INFORMATION GIVEN:
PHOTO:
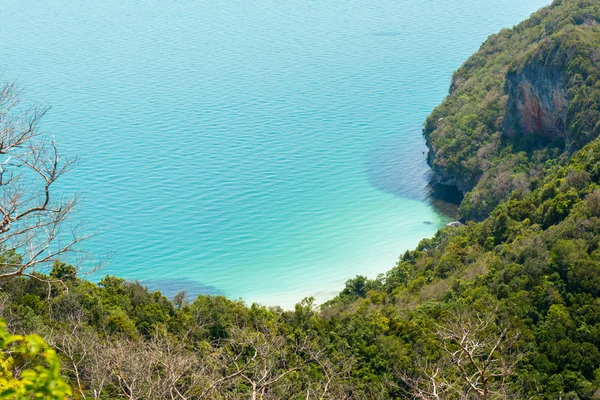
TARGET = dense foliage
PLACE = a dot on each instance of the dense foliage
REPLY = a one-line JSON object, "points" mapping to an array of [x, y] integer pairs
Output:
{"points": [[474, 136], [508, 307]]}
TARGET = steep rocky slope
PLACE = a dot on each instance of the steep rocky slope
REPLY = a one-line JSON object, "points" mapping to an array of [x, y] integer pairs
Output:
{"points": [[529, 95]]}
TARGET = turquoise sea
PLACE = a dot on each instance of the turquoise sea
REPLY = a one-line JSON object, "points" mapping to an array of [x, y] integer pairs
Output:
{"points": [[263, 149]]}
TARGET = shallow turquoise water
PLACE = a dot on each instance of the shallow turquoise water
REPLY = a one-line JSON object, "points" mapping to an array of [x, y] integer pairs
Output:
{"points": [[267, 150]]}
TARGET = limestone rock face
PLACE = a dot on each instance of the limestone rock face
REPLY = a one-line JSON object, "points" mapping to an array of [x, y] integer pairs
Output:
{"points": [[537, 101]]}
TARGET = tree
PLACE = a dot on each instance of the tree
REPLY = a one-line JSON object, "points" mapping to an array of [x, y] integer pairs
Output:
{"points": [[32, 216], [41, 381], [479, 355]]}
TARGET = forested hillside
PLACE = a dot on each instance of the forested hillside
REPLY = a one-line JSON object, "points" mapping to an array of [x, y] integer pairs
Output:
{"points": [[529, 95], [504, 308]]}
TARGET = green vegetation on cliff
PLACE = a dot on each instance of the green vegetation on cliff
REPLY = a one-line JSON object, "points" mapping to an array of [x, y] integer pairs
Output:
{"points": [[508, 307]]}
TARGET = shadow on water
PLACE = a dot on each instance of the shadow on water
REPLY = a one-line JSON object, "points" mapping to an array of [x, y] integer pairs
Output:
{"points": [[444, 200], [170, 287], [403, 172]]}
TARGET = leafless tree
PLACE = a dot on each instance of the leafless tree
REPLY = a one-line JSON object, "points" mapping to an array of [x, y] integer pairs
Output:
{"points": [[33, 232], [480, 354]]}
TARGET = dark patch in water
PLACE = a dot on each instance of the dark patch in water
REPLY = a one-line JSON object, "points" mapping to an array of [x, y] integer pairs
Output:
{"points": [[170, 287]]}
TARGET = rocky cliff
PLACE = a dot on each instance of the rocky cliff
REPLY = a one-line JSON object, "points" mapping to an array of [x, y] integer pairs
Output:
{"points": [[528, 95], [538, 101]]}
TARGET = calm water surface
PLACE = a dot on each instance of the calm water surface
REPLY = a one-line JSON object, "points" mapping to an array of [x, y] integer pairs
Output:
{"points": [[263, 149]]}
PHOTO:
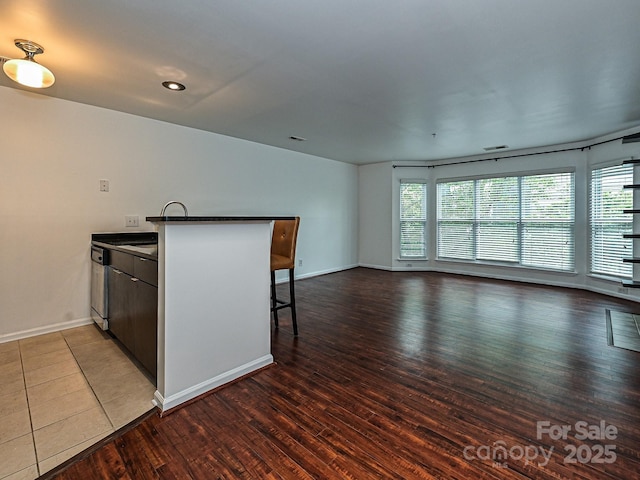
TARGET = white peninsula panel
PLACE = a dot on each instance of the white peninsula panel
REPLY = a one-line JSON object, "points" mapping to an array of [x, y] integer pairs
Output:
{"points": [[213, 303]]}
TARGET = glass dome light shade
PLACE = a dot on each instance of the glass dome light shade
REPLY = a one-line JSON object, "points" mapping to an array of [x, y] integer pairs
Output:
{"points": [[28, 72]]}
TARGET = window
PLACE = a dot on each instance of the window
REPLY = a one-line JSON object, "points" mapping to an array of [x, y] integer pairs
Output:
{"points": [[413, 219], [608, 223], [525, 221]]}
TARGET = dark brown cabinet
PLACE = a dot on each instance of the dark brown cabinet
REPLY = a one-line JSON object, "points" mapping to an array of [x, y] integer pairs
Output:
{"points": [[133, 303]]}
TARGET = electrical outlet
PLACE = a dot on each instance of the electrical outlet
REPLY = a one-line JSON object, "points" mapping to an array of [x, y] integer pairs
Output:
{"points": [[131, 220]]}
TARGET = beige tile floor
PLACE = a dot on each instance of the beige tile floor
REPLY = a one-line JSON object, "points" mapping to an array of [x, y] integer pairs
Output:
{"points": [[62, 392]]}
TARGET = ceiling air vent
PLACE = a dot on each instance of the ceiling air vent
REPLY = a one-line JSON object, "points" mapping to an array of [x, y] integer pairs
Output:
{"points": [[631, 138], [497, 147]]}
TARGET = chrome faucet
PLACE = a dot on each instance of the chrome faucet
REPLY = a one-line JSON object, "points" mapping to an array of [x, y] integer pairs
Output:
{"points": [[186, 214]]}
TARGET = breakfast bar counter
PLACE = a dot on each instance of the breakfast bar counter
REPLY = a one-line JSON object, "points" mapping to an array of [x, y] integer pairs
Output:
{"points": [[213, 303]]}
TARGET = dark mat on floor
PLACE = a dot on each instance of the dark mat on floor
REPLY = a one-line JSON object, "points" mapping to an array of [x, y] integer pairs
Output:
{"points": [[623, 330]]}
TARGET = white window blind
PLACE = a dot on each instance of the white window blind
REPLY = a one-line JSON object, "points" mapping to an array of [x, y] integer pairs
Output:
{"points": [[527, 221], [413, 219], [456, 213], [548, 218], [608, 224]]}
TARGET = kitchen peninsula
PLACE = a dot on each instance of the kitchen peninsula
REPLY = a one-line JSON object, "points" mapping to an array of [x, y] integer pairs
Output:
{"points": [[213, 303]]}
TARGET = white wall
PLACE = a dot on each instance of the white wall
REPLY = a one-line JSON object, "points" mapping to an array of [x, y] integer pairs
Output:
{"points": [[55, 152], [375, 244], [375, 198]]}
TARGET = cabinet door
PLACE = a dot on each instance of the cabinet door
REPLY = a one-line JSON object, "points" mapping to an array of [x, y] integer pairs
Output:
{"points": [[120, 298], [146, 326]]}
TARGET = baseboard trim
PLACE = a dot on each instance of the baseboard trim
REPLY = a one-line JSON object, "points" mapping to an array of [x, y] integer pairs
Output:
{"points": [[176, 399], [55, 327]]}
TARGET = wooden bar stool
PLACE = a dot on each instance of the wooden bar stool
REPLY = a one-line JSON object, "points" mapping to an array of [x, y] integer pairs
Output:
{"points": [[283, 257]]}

YOUR ASSIGNMENT:
Word for word, repeat all of the entries above, leaving out the pictures.

YOUR RESPONSE:
PHOTO:
TARGET = dense foliage
PLACE = a dot on each instance of the dense foliage
REPLY = a one-line JSON object, "points" mapping to an array of [x, y] integer pairs
Output:
{"points": [[474, 136], [508, 307]]}
TARGET = steep rocky slope
PLACE = a dot on each instance of the steep rocky slope
REPLY = a one-line JSON object, "points" mapping to an array of [x, y] integer pairs
Output:
{"points": [[529, 95]]}
TARGET = turquoise sea
PLACE = a dot on each instance of the turquoise sea
REPLY = a one-line JSON object, "points" mapping to an array of [x, y] integer pairs
Output:
{"points": [[263, 149]]}
TARGET = shallow turquoise water
PLACE = a dot on each instance of the shallow turquoise water
REPLY = a one-line JSON object, "points" mapping to an array of [x, y] integer pairs
Output:
{"points": [[267, 150]]}
TARGET = limestone rock face
PLACE = a dot on each instance of the limestone rock face
REPLY = a one-line JSON object, "points" mapping to an array of [x, y] integer pairs
Output:
{"points": [[537, 101]]}
TARGET = tree
PLACE = a dot on each instance of the tree
REPLY = a one-line JSON object, "points" mapping to an array of [x, y] integer pairs
Output:
{"points": [[32, 216], [41, 381], [479, 355]]}
TARGET = forested hillside
PLACE = a dot on each instance of the forested hillside
REPLY = a one-line JSON object, "points" mapping to an array of [x, y] integer pairs
Output:
{"points": [[529, 95], [504, 308]]}
TARGET = green vegetation on cliff
PLACE = a dot on each instance of the green vegetation on cliff
REPLY = a one-line JSON object, "points" mapping to an array of [x, y] integer pairs
Output:
{"points": [[508, 307]]}
TARGET = shadow on water
PLACE = a dot on each instance of the shadow on water
REPLY = a one-line JSON object, "points" mapping to an array of [x, y] integer pairs
Output:
{"points": [[444, 200], [170, 287], [403, 172]]}
TARGET = leafless tree
PLACE = a dot on each instance of the leafless tree
REPLY = a one-line JSON object, "points" mapping to an array of [x, y] integer pairs
Output:
{"points": [[33, 232], [480, 354]]}
TARGET = dark patch in water
PLACE = a dot on each instance of the dark patch in water
REPLY = a one-line JSON object, "points" mapping to an array of [x, y] integer pairs
Output:
{"points": [[170, 287]]}
TARGET = rocky cliff
PLACE = a dot on each instance of the rocky cliff
REPLY = a one-line JSON object, "points" mapping to an array of [x, y] integer pairs
Output:
{"points": [[528, 95], [538, 101]]}
TARGET = calm water surface
PLACE = a dot on each instance of the calm water surface
REPLY = a one-line JSON object, "points" mapping to an array of [x, y] integer pairs
Output:
{"points": [[263, 149]]}
PHOTO:
TARGET = white peninsula panel
PLACE = a dot on each instance of the white peninsula panel
REPLY = a one-line JSON object, "points" mapping to an array of [x, y] integer pairs
Output:
{"points": [[213, 303]]}
TARGET = glass dome light shade
PLACE = a dot on each instance of the glass dome light shade
REPLY = a one-line JSON object, "points" mapping to an array of [x, y] integer pairs
Output:
{"points": [[28, 72]]}
TARGET = window
PLACE = a dot on each instance of the window
REPLY = a one-line JSON object, "points" mapping to an array of [x, y] integer pairs
Output:
{"points": [[413, 219], [608, 223], [525, 221]]}
TARGET = dark brown cabinet
PLACE = a dot on each instance of the dark brown cabinet
REPLY = a one-line JSON object, "points" mapping to an array of [x, y] integer pairs
Output:
{"points": [[133, 303]]}
TARGET = electrical outlet
PLACE = a dot on each instance of the electrical outlet
REPLY = a one-line JSON object, "points" mapping to an array of [x, y] integer pairs
Output:
{"points": [[131, 220]]}
TARGET = beige tile floor
PLACE = a dot on each instance of the beige tile floor
REPLY = a one-line JSON object, "points" mapping to an array of [x, y] integer pairs
Output:
{"points": [[62, 392]]}
TARGET = ceiling air vent
PLACE = a dot on each instance of the ceiling air vent
REPLY = a one-line JSON object, "points" mapping to an array of [x, y] integer pairs
Output:
{"points": [[631, 138], [497, 147]]}
TARGET = chrome faucet
PLACE = a dot on each instance of the chrome faucet
REPLY = a one-line JSON object, "points" mapping to an array of [x, y] integer pairs
Output:
{"points": [[186, 214]]}
TARGET = breakfast bar counter
PLACE = a dot on each instance of the breakfast bar counter
REPLY = a one-line JSON object, "points" mapping to an array of [x, y] integer pairs
Output:
{"points": [[213, 303]]}
TARGET = dark mat on floor
PLACE = a dot on each instance of the dark mat on floor
REPLY = a one-line JSON object, "points" mapping to an array of [x, y] integer pairs
Output:
{"points": [[623, 330]]}
TARGET = white window blind
PLACE = a dot on each instance of the white window blind
REPLY = a one-line JSON object, "points" mapping to an array of [x, y] integer pairs
Output:
{"points": [[527, 221], [413, 219], [456, 213], [548, 218], [608, 224]]}
TARGET = kitchen peninsula
PLACE = a dot on each instance of the kitchen peninsula
REPLY = a one-line JSON object, "points" mapping to an array of [x, y] integer pairs
Output:
{"points": [[213, 303]]}
TARGET = white wall
PLACE = a dot on each instance of the white wall
REPLY = a one-line JSON object, "points" mapping to an array of [x, y] integer pairs
Output:
{"points": [[55, 152], [375, 244], [375, 198]]}
TARGET = cabinet door
PLACE = a dot on each instance of the cabinet door
REPLY = a one-line JSON object, "points" mapping to an array of [x, y] integer pairs
Output:
{"points": [[120, 298], [146, 326]]}
TARGET = baseboard trim
PLACE = a dot on each instance of the baseboard trim
REPLY = a one-line JSON object, "points" mapping to an array of [x, y] integer pairs
Output:
{"points": [[176, 399], [55, 327]]}
TARGET = wooden bar stool
PLACE = a dot on each instance of the wooden bar stool
REPLY = a one-line JSON object, "points" mapping to an array of [x, y] integer pairs
Output:
{"points": [[283, 257]]}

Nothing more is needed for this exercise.